[Source data]

►

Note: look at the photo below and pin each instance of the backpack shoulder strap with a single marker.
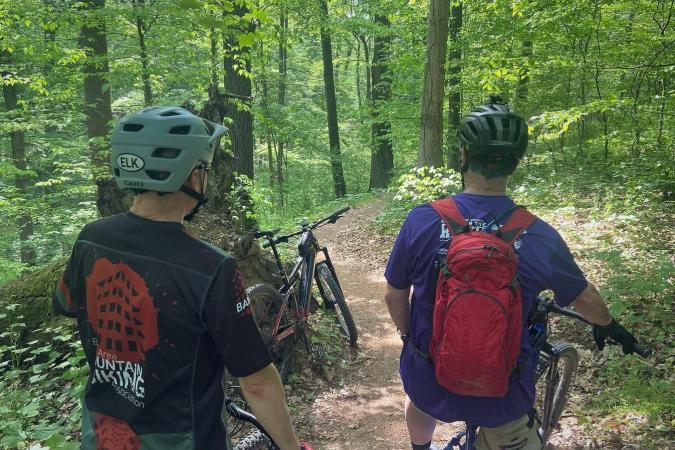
(520, 219)
(453, 218)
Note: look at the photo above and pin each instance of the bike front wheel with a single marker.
(565, 359)
(334, 301)
(266, 303)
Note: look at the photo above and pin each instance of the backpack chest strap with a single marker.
(453, 218)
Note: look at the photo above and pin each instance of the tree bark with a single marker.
(281, 92)
(331, 106)
(455, 96)
(522, 88)
(366, 56)
(141, 30)
(110, 200)
(381, 157)
(238, 95)
(21, 181)
(358, 78)
(214, 58)
(430, 152)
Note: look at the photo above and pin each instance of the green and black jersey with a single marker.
(160, 315)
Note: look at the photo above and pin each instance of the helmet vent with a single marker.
(132, 127)
(167, 153)
(181, 129)
(170, 113)
(493, 128)
(158, 174)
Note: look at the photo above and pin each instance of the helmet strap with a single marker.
(201, 200)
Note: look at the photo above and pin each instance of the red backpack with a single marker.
(478, 316)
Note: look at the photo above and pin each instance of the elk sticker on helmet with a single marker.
(130, 162)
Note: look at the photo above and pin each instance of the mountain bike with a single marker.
(282, 314)
(256, 440)
(556, 368)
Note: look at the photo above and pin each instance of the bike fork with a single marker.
(331, 266)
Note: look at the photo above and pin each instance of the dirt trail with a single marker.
(367, 411)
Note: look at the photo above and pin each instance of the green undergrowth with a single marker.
(617, 218)
(41, 382)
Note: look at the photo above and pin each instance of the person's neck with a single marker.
(478, 184)
(165, 208)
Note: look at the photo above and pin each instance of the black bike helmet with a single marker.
(493, 129)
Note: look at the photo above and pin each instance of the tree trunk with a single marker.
(369, 77)
(141, 30)
(268, 131)
(331, 106)
(381, 157)
(662, 110)
(281, 92)
(214, 58)
(97, 109)
(358, 78)
(21, 181)
(454, 93)
(522, 88)
(238, 100)
(430, 151)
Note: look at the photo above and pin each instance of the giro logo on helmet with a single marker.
(130, 163)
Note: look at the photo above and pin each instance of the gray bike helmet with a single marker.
(493, 129)
(156, 148)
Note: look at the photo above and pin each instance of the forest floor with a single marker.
(364, 408)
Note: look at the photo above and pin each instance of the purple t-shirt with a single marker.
(544, 262)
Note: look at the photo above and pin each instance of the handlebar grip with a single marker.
(341, 211)
(265, 233)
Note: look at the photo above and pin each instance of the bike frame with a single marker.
(299, 282)
(538, 330)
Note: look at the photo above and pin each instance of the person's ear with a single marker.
(193, 179)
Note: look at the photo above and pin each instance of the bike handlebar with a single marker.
(269, 234)
(238, 413)
(550, 306)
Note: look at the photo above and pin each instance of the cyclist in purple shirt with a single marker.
(494, 140)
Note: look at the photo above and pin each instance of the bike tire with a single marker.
(255, 441)
(265, 304)
(334, 301)
(568, 362)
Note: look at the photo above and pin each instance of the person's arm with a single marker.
(591, 305)
(398, 303)
(265, 395)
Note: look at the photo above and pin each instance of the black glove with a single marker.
(616, 332)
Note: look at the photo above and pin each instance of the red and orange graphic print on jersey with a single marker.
(115, 434)
(121, 311)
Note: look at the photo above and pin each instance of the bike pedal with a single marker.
(316, 352)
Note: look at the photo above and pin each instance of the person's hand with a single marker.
(616, 332)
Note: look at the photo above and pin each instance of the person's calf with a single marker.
(420, 426)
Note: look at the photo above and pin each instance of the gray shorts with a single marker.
(521, 434)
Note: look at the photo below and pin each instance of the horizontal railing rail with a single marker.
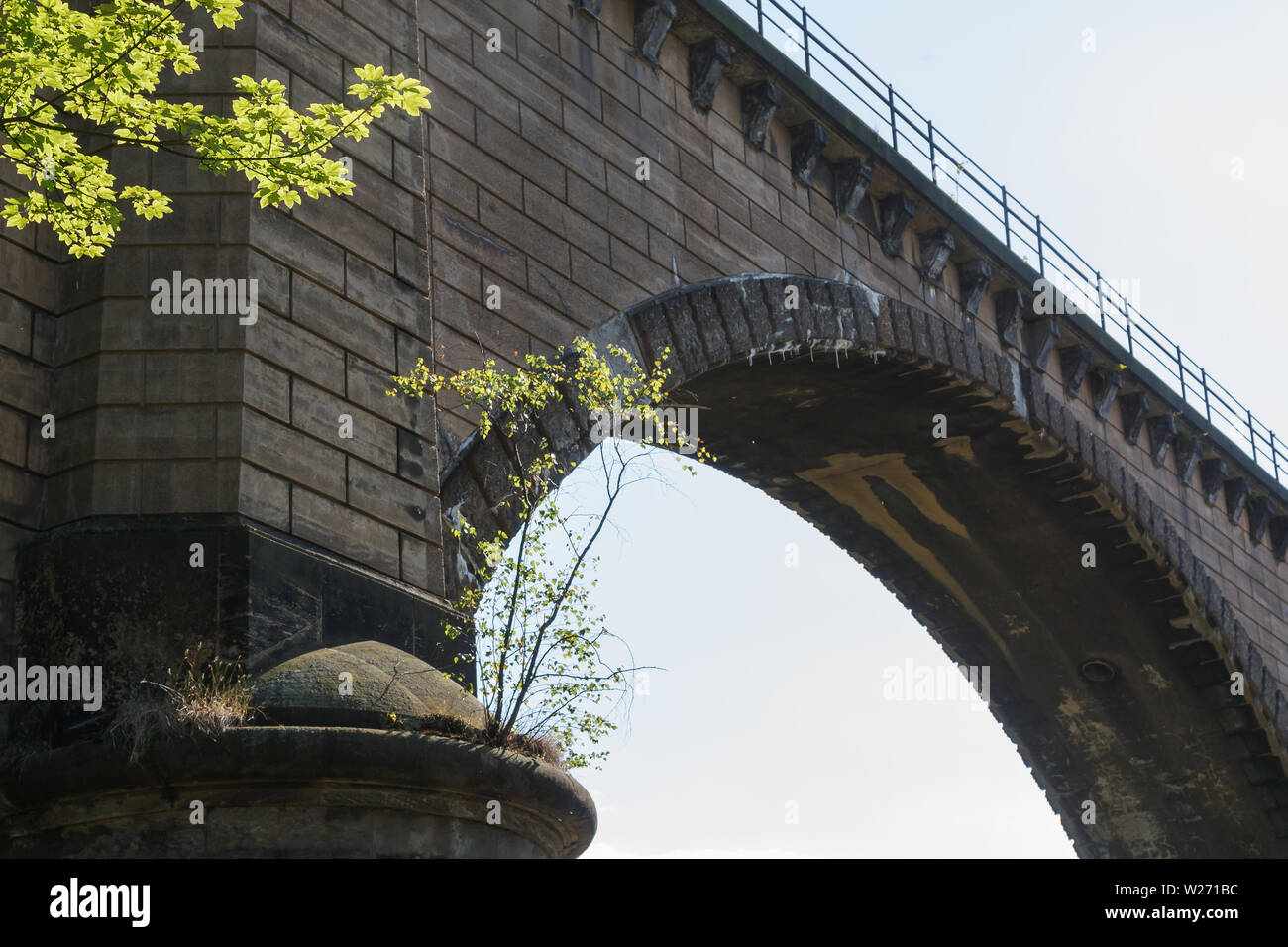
(819, 53)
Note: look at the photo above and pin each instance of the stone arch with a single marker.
(828, 407)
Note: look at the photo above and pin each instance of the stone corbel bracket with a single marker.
(897, 213)
(974, 275)
(759, 103)
(851, 185)
(936, 245)
(707, 63)
(653, 21)
(807, 142)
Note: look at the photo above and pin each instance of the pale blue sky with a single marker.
(774, 692)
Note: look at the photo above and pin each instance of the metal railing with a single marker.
(825, 59)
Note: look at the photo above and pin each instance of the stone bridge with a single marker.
(658, 175)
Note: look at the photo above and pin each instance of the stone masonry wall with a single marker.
(522, 178)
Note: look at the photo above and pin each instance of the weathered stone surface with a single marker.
(707, 63)
(1132, 408)
(653, 21)
(807, 142)
(384, 680)
(974, 275)
(1189, 451)
(1009, 305)
(1236, 492)
(897, 211)
(759, 103)
(1106, 386)
(297, 791)
(1162, 432)
(1211, 476)
(1041, 335)
(1074, 361)
(935, 248)
(851, 185)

◄

■ About this task ■
What are the lines from the one with "railing with a single marker." through the end of the entries? Give them again exactly, both end lines included.

■ Reply to the exercise ■
Note: look at the photo above and pin each instance of the metal railing with a single marker.
(825, 59)
Note: look at the photo above and pin each instance of the stone bridge with a single marker.
(658, 175)
Note: look at the photo above and pin each instance of the stone masonry wall with a single marker.
(522, 178)
Note: look at the photo above and pin each instance of the weathered stone surface with a single marker.
(707, 63)
(1132, 408)
(653, 21)
(807, 142)
(384, 680)
(974, 275)
(1189, 451)
(1009, 305)
(1236, 492)
(897, 211)
(759, 103)
(1106, 386)
(297, 791)
(1162, 432)
(1211, 476)
(1041, 335)
(1074, 361)
(935, 248)
(851, 185)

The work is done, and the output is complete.